# [WHAT NEEDS TO BE DONE]
Please copy every line from the following entries in which the word "teeth" appears.

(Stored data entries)
+ + +

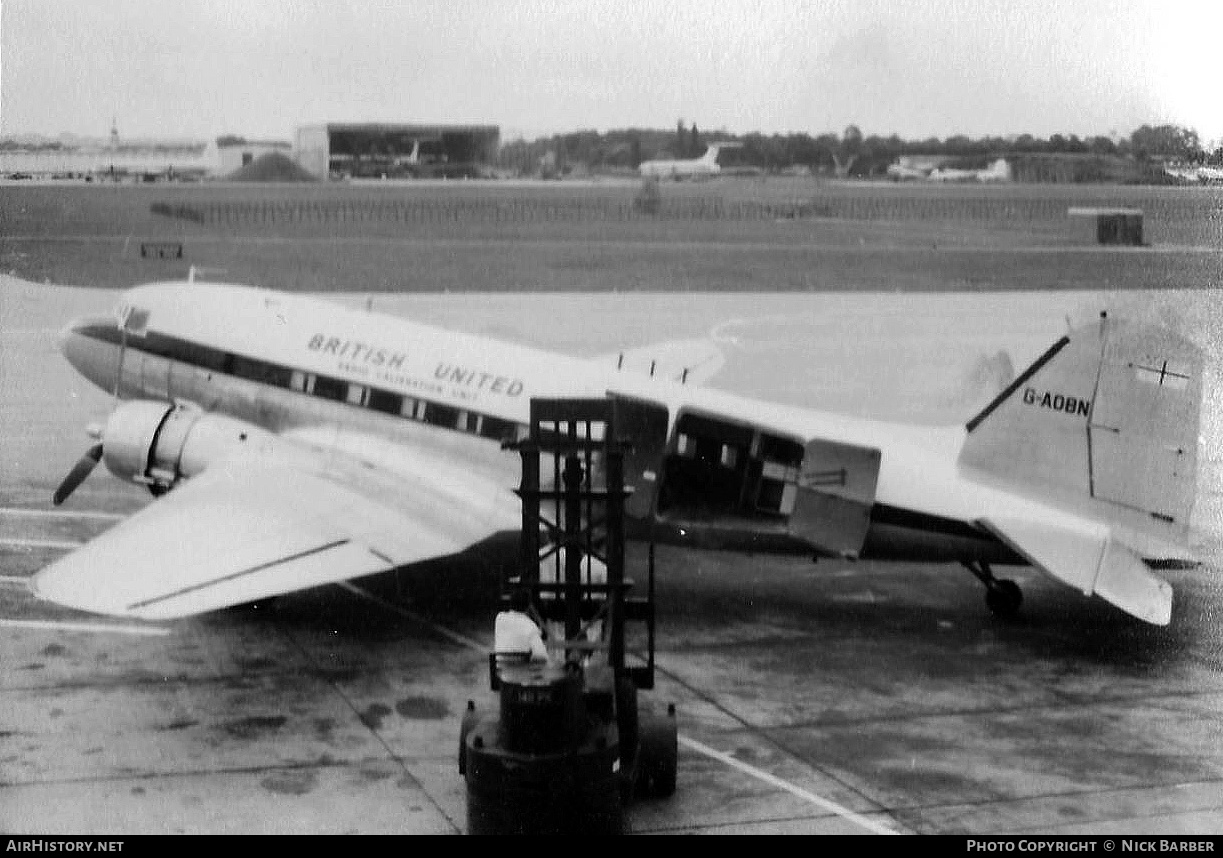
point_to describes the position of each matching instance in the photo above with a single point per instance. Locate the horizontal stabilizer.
(1086, 556)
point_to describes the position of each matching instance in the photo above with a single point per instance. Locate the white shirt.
(515, 632)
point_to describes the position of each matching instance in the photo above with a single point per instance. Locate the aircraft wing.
(687, 361)
(1090, 556)
(246, 529)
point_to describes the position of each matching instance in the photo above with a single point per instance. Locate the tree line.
(851, 153)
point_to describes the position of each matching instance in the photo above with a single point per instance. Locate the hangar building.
(378, 150)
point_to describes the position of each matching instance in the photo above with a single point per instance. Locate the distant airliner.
(299, 444)
(695, 168)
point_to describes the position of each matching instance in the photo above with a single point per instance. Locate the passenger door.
(834, 495)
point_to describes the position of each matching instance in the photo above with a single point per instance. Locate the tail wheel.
(1004, 598)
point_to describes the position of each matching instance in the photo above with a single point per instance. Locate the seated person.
(516, 631)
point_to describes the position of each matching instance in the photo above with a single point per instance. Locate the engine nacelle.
(159, 444)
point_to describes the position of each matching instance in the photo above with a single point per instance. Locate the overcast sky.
(919, 67)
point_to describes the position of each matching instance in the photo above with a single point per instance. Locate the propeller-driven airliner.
(292, 443)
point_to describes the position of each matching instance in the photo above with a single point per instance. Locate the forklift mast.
(572, 548)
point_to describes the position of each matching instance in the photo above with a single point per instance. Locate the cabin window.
(261, 370)
(384, 401)
(442, 416)
(497, 428)
(303, 383)
(330, 389)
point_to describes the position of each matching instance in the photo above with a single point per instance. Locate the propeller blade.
(77, 474)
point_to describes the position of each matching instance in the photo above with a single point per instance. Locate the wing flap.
(1087, 556)
(235, 534)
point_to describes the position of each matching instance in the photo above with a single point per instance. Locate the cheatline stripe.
(83, 627)
(60, 513)
(832, 807)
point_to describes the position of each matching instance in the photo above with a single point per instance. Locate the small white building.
(234, 153)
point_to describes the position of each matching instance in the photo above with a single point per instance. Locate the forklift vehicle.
(569, 744)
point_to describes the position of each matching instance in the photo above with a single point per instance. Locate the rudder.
(1108, 414)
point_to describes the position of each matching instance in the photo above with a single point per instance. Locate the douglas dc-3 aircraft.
(299, 444)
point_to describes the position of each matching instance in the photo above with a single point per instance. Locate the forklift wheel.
(658, 758)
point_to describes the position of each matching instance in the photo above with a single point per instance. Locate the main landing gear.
(1003, 595)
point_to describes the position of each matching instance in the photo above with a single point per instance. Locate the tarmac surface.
(813, 698)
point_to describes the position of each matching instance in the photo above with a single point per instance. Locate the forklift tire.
(658, 755)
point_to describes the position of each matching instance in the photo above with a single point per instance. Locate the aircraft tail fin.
(1106, 419)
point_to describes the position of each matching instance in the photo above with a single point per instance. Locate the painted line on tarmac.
(833, 807)
(61, 513)
(60, 544)
(61, 626)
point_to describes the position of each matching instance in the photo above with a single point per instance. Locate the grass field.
(729, 235)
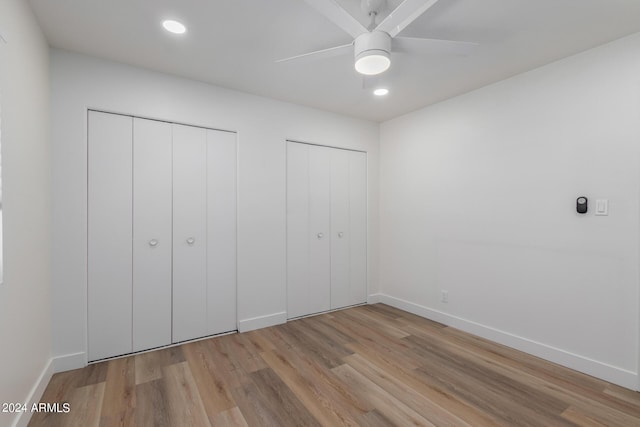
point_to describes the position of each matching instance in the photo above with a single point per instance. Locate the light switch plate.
(602, 207)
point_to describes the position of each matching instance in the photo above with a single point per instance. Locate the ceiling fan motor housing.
(372, 52)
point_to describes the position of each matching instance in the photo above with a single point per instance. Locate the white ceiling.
(234, 43)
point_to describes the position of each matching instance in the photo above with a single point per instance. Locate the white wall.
(25, 349)
(81, 82)
(478, 198)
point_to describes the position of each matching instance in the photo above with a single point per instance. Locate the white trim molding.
(23, 418)
(69, 362)
(262, 321)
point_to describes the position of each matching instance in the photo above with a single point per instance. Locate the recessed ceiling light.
(174, 27)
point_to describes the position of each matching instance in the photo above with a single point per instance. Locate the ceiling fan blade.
(321, 54)
(336, 14)
(404, 15)
(432, 46)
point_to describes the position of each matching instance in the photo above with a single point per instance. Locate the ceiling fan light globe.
(372, 62)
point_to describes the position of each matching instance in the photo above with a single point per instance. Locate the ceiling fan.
(372, 46)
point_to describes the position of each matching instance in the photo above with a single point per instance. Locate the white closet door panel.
(109, 234)
(297, 229)
(221, 231)
(319, 296)
(340, 234)
(152, 158)
(189, 233)
(357, 227)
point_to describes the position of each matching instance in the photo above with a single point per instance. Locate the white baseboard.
(262, 321)
(375, 298)
(579, 363)
(22, 419)
(69, 362)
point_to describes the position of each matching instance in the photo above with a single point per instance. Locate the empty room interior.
(320, 212)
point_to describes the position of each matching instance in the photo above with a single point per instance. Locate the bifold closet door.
(189, 232)
(308, 229)
(109, 248)
(348, 228)
(152, 239)
(326, 228)
(221, 232)
(204, 232)
(357, 293)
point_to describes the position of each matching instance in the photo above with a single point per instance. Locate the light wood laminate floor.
(370, 365)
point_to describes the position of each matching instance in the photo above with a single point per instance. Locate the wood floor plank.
(329, 384)
(151, 404)
(184, 403)
(324, 407)
(393, 409)
(213, 389)
(86, 406)
(230, 418)
(148, 367)
(290, 410)
(405, 393)
(369, 365)
(429, 390)
(119, 393)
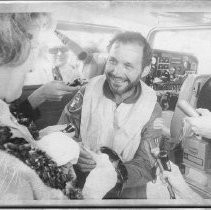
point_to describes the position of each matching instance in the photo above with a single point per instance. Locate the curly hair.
(134, 37)
(14, 45)
(15, 42)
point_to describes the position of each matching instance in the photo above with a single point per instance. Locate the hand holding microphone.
(199, 120)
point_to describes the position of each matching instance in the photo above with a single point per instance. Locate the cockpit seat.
(190, 92)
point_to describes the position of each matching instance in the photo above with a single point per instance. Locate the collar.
(130, 100)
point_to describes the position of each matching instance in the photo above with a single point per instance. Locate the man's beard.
(119, 90)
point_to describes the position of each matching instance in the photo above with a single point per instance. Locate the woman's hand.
(159, 124)
(85, 162)
(201, 125)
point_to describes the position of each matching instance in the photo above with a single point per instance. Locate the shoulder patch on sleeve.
(76, 103)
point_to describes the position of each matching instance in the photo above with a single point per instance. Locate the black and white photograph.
(105, 104)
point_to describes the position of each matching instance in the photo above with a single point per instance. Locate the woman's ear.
(146, 71)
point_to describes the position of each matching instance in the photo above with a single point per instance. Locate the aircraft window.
(88, 39)
(196, 42)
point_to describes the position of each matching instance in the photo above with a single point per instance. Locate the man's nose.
(118, 69)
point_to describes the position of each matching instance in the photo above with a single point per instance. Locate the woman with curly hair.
(29, 169)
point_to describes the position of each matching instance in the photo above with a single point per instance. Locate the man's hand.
(201, 125)
(85, 162)
(50, 129)
(159, 124)
(179, 185)
(51, 91)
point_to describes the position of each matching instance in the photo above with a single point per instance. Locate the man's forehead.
(130, 46)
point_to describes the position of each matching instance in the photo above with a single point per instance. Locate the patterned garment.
(53, 176)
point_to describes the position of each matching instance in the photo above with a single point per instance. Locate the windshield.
(196, 42)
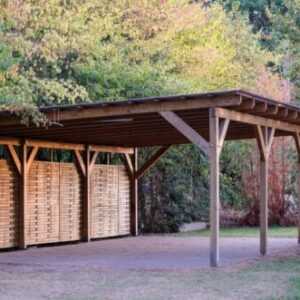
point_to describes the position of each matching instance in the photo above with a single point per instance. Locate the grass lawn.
(276, 231)
(277, 278)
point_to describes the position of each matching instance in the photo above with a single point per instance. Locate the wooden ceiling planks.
(135, 123)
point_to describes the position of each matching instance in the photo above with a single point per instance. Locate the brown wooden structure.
(206, 120)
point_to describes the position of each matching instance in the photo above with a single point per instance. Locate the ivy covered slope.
(69, 51)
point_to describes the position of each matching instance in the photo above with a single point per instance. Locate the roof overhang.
(138, 123)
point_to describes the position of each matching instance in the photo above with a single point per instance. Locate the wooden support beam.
(256, 120)
(15, 157)
(217, 133)
(55, 145)
(80, 162)
(265, 137)
(31, 158)
(112, 149)
(134, 197)
(191, 134)
(297, 142)
(93, 161)
(10, 141)
(23, 198)
(77, 147)
(142, 170)
(129, 165)
(86, 197)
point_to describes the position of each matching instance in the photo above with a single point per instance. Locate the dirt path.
(152, 267)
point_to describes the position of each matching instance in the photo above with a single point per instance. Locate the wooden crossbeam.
(265, 137)
(217, 133)
(80, 162)
(256, 120)
(15, 157)
(191, 134)
(65, 146)
(31, 158)
(112, 149)
(129, 165)
(93, 161)
(161, 151)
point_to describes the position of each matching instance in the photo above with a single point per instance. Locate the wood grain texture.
(110, 189)
(9, 196)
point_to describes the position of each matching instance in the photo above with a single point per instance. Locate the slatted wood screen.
(9, 195)
(54, 208)
(110, 188)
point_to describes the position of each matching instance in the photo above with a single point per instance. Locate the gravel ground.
(146, 267)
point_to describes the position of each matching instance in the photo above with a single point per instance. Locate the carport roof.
(139, 123)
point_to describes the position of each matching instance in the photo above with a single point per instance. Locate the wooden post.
(263, 214)
(214, 189)
(86, 198)
(134, 196)
(265, 137)
(217, 132)
(298, 190)
(23, 197)
(297, 141)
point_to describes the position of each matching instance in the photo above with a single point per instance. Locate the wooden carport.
(206, 120)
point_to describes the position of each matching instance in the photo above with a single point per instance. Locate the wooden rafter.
(15, 157)
(31, 157)
(129, 165)
(217, 132)
(93, 161)
(191, 134)
(265, 137)
(142, 170)
(80, 162)
(256, 120)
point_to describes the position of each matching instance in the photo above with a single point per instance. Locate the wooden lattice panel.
(124, 201)
(70, 203)
(109, 207)
(9, 195)
(42, 207)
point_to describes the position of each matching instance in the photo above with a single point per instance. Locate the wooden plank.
(54, 145)
(80, 162)
(86, 198)
(223, 128)
(214, 158)
(129, 165)
(10, 141)
(134, 197)
(263, 205)
(256, 120)
(23, 198)
(297, 142)
(112, 149)
(31, 158)
(78, 147)
(15, 157)
(187, 131)
(265, 137)
(150, 107)
(93, 161)
(147, 165)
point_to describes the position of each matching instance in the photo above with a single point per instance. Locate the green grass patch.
(275, 231)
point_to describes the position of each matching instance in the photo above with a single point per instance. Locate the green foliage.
(58, 52)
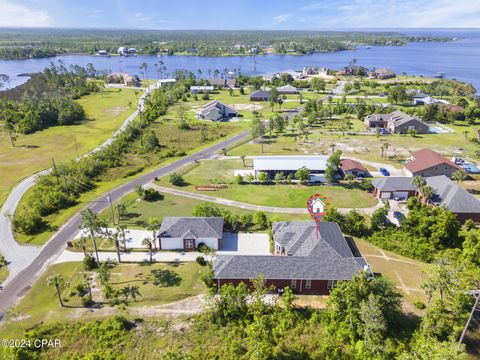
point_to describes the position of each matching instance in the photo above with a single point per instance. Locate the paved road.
(19, 285)
(18, 256)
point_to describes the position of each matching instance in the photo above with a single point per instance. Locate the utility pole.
(55, 171)
(109, 197)
(470, 317)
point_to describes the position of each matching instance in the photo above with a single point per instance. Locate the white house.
(187, 233)
(215, 111)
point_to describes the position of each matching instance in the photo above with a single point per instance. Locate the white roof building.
(315, 163)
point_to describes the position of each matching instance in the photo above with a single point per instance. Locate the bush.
(201, 261)
(89, 263)
(175, 179)
(419, 304)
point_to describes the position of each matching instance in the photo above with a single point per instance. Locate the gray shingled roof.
(328, 258)
(453, 196)
(191, 227)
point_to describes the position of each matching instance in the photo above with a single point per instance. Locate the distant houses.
(397, 122)
(260, 95)
(426, 163)
(447, 193)
(382, 74)
(310, 259)
(216, 111)
(124, 79)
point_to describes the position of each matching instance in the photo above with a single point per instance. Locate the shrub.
(201, 261)
(89, 263)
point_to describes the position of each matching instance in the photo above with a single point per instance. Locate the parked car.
(384, 172)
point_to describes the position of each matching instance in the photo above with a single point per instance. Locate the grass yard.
(292, 195)
(407, 274)
(159, 283)
(106, 111)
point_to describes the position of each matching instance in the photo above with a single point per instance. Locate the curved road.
(19, 256)
(22, 282)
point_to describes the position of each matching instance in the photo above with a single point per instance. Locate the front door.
(189, 244)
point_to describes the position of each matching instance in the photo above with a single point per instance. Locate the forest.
(34, 43)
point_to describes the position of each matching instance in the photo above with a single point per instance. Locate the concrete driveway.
(244, 244)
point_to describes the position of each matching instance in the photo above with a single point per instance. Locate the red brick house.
(307, 259)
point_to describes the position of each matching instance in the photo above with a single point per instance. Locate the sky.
(241, 14)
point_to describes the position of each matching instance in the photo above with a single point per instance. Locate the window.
(331, 284)
(293, 284)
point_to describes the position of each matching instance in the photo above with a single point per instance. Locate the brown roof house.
(349, 166)
(397, 122)
(308, 259)
(426, 162)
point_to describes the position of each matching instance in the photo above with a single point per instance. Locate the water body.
(457, 59)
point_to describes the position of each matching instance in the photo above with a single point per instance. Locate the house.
(260, 95)
(123, 78)
(447, 193)
(287, 89)
(188, 233)
(221, 83)
(164, 82)
(353, 167)
(397, 122)
(289, 164)
(382, 74)
(215, 111)
(201, 89)
(310, 259)
(426, 162)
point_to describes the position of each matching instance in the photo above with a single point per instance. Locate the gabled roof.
(327, 258)
(424, 159)
(191, 227)
(349, 164)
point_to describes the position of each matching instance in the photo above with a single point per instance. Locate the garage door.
(386, 195)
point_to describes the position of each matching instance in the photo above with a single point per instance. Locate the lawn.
(407, 274)
(291, 195)
(106, 111)
(159, 283)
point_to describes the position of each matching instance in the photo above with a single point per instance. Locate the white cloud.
(21, 16)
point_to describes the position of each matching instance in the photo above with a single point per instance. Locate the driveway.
(244, 244)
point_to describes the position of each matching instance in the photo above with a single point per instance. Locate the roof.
(424, 159)
(260, 93)
(394, 183)
(452, 196)
(447, 192)
(328, 258)
(290, 163)
(191, 227)
(349, 164)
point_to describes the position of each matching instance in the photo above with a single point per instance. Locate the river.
(457, 59)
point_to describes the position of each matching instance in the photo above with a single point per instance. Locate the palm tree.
(459, 176)
(57, 281)
(121, 229)
(153, 225)
(113, 239)
(148, 243)
(91, 223)
(427, 192)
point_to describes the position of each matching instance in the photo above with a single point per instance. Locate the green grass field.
(159, 283)
(106, 111)
(292, 195)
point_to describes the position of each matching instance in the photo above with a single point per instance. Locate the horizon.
(308, 15)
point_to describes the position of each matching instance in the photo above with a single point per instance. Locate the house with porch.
(309, 258)
(187, 233)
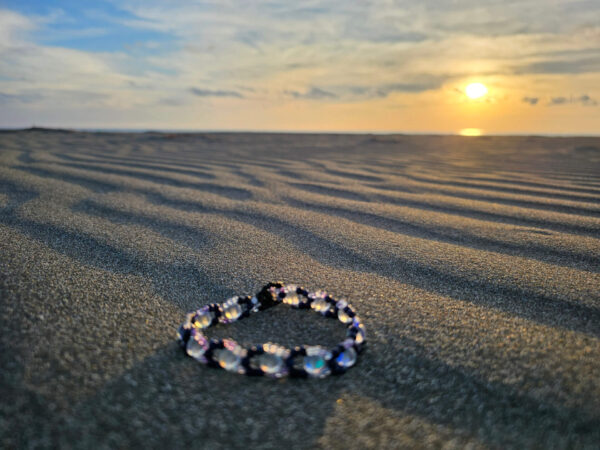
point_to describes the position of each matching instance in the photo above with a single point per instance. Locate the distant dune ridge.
(474, 262)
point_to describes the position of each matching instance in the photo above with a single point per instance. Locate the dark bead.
(298, 351)
(298, 373)
(185, 334)
(330, 313)
(349, 311)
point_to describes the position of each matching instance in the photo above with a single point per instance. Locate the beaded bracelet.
(271, 359)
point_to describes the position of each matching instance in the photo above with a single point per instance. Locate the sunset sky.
(304, 66)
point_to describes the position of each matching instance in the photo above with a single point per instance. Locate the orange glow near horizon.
(471, 132)
(475, 90)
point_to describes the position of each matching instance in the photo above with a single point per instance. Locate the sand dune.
(475, 263)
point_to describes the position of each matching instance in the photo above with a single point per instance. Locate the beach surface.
(474, 263)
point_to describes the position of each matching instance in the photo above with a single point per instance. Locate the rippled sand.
(474, 263)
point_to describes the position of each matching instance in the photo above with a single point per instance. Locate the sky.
(278, 65)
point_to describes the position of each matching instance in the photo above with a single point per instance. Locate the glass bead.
(203, 319)
(344, 317)
(347, 358)
(195, 349)
(319, 304)
(360, 336)
(231, 310)
(292, 299)
(315, 363)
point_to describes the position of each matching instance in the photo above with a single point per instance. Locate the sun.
(475, 90)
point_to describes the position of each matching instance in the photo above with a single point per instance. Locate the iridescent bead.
(347, 358)
(292, 299)
(360, 336)
(343, 315)
(227, 359)
(315, 363)
(195, 349)
(269, 363)
(203, 319)
(319, 304)
(231, 310)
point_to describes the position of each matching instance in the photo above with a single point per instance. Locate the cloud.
(531, 100)
(559, 100)
(215, 93)
(585, 100)
(314, 93)
(562, 66)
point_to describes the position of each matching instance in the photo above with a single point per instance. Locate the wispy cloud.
(585, 100)
(215, 93)
(313, 93)
(142, 56)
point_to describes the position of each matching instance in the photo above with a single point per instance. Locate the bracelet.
(271, 359)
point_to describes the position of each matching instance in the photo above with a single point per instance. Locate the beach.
(474, 263)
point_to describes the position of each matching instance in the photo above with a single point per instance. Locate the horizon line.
(268, 131)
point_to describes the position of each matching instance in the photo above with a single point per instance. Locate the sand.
(474, 263)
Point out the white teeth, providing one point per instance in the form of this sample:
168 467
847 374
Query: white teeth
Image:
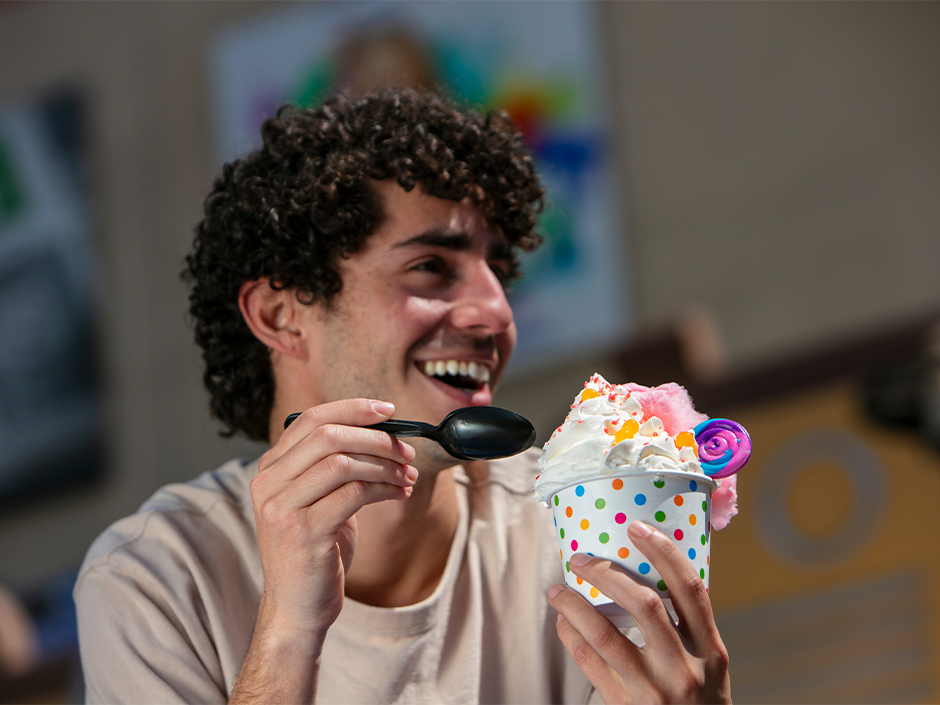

+ + +

# [RESPONSE BOX]
Point out the white teeth, providing one point per instance in the form of this sample:
Query: white teeth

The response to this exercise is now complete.